-------- READING PASSAGE --------

Configuration and features

k8s-openapi = { version = "0.23.0", features = ["latest"] }
kube = { version = "0.96.0", features = ["runtime"] }

Affected crates

kube-runtime

Would you like to work on fixing this bug?

maybe

clux commented 1 month ago

Perhaps this is a bit counter-intuitive, but watcher::Error is an error type that we mostly propagate for logging and our own recovery. The errors may occur, but the errors in that enum are generally recoverable.

The problem is your unwrap(). You can run it with a for_each (as e.g. this) and it should recover (the watcher will relist from rv=0).

nightkr commented 1 month ago

Hey, there are really several separate issues going on here:

  1. Panicking on errors: stream.try_next().await.unwrap()

This will panic on the first error received. watcher is designed to retry in the face of errors, but will still propagate them to you as well. However, unwrap() will cause it to panic (and implicitly terminate the watch due to unwinding).

Instead, you could do something like:

            while let Some(event) = stream.try_next().await {
                match event {
                    Ok(event) => println!(
                        "Event in namespace {}: reason: {:?}, message: {:?}",
                        ns, event.reason, event.message
                    ),
                    Err(err) => eprintln!("Error during watch: {err:?}"),
                }
            }
  1. The connection cannot be resumed

When reconnecting, watcher will try to pick up the stream based on the timestamp (resourceVersion) of last message it received (resourceVersion).

--------

SHORT EXERCISE 1
Answer each question about the thread on watcher errors.
(a) Which version of kube appears in the configuration?
(b) According to clux, from what resourceVersion will the watcher relist when it recovers?
(c) According to nightkr, what does unwrap() do besides causing a panic?
SHORT EXERCISE 2
Carry on writing the thread on watcher errors, starting right after its last sentence.

-------- ITEMS --------

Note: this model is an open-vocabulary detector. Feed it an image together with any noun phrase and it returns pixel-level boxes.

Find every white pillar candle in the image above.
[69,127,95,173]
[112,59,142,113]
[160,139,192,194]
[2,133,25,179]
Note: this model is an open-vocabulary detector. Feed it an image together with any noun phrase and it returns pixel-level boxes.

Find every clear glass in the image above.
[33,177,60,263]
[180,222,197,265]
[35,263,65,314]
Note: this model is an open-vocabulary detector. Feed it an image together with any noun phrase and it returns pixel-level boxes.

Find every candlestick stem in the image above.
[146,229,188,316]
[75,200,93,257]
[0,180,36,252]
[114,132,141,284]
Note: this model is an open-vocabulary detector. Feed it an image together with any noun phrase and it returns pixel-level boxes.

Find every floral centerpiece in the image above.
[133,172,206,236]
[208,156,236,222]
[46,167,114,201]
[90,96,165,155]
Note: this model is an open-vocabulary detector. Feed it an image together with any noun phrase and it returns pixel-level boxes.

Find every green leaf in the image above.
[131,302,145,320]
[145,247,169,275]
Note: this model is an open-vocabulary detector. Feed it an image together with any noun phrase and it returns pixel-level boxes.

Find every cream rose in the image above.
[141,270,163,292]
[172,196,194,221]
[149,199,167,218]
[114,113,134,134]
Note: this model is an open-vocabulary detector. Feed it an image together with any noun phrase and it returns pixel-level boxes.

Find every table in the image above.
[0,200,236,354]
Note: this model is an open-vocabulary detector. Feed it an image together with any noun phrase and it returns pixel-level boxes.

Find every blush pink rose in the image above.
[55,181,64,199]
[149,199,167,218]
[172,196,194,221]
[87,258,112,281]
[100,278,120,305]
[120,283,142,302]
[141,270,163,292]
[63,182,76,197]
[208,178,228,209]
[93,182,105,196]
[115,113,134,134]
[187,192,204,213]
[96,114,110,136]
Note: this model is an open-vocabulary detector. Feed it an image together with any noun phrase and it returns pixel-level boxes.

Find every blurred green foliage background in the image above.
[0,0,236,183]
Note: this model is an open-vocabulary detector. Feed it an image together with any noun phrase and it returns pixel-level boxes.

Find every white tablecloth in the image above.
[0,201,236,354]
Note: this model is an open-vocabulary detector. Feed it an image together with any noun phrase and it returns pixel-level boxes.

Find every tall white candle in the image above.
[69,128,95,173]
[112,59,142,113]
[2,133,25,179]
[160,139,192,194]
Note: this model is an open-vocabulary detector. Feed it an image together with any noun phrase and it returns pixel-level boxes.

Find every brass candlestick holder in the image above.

--------

WRITTEN ANSWER 1
(a) 0.96.0
(b) rv=0
(c) It implicitly terminates the watch because of unwinding.

WRITTEN ANSWER 2
However, Kubernetes only keeps the replay cache for so long, and will reject attempts to reconnect if the resourceVersion is too old. This can happen if the newest message is older than the size of the replay cache. kube tries to work around this using BOOKMARK messages (https://docs.rs/kube/latest/kube/runtime/watcher/struct.Config.html#structfield.bookmarks), which requests that the API server should send periodic empty messages with just the latest timestamp during idle periods. It may be worth investigating whether these bookmark messages are not being sent/interpreted for some reason.

yorik commented 1 month ago

I didn't expect that I should just continue stream.try_next(), but it works! Thank you so much for the explanation!

Maybe https://github.com/kube-rs/kube/blob/main/examples/event_watcher.rs#L48 should be updated with the match?

nightkr commented 1 month ago

Updated the example in #1616.

yorik commented 1 month ago

Thank you! Looks good to me.